(To do) Write out the complete material exactly as it stands.

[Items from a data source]
---
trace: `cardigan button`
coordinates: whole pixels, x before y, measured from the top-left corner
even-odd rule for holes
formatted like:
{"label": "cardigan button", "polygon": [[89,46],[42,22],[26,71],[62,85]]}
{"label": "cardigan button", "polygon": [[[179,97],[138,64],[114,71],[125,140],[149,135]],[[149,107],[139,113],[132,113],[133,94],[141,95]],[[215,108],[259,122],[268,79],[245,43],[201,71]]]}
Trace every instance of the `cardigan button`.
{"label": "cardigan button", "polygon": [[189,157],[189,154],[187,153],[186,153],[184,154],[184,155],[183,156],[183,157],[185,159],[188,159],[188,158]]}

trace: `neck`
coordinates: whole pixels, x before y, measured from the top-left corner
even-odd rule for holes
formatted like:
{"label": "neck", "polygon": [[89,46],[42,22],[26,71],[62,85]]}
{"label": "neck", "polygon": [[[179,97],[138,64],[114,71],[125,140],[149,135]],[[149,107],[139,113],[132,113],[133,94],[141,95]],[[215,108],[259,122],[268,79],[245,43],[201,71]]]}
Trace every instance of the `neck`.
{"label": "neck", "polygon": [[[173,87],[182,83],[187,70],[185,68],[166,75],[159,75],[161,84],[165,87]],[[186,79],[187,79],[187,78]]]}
---
(Correct output)
trace: `cardigan button`
coordinates: whole pixels, x before y, measured from the top-left corner
even-odd rule for holes
formatted like:
{"label": "cardigan button", "polygon": [[89,46],[42,22],[26,71],[62,85]]}
{"label": "cardigan button", "polygon": [[[179,97],[138,64],[114,71],[125,140],[149,135]],[[149,107],[139,113],[132,113],[133,94],[141,95]],[[215,108],[259,122],[268,79],[245,43],[201,71]]]}
Trace every instance of the `cardigan button`.
{"label": "cardigan button", "polygon": [[189,157],[189,154],[187,153],[186,153],[184,154],[184,155],[183,156],[183,157],[185,159],[188,159],[188,158]]}

trace: `neck`
coordinates: whole pixels, x before y, measured from the top-left corner
even-odd rule for holes
formatted like:
{"label": "neck", "polygon": [[89,46],[42,22],[26,71],[62,85]]}
{"label": "neck", "polygon": [[[179,97],[138,64],[114,71],[125,140],[149,135]],[[149,107],[139,113],[132,113],[133,94],[141,95]],[[215,108],[259,122],[268,79],[245,43],[201,71]]]}
Trace every instance of the `neck`.
{"label": "neck", "polygon": [[[173,87],[182,83],[187,70],[185,68],[166,75],[159,75],[161,84],[165,87]],[[186,79],[187,79],[187,78]]]}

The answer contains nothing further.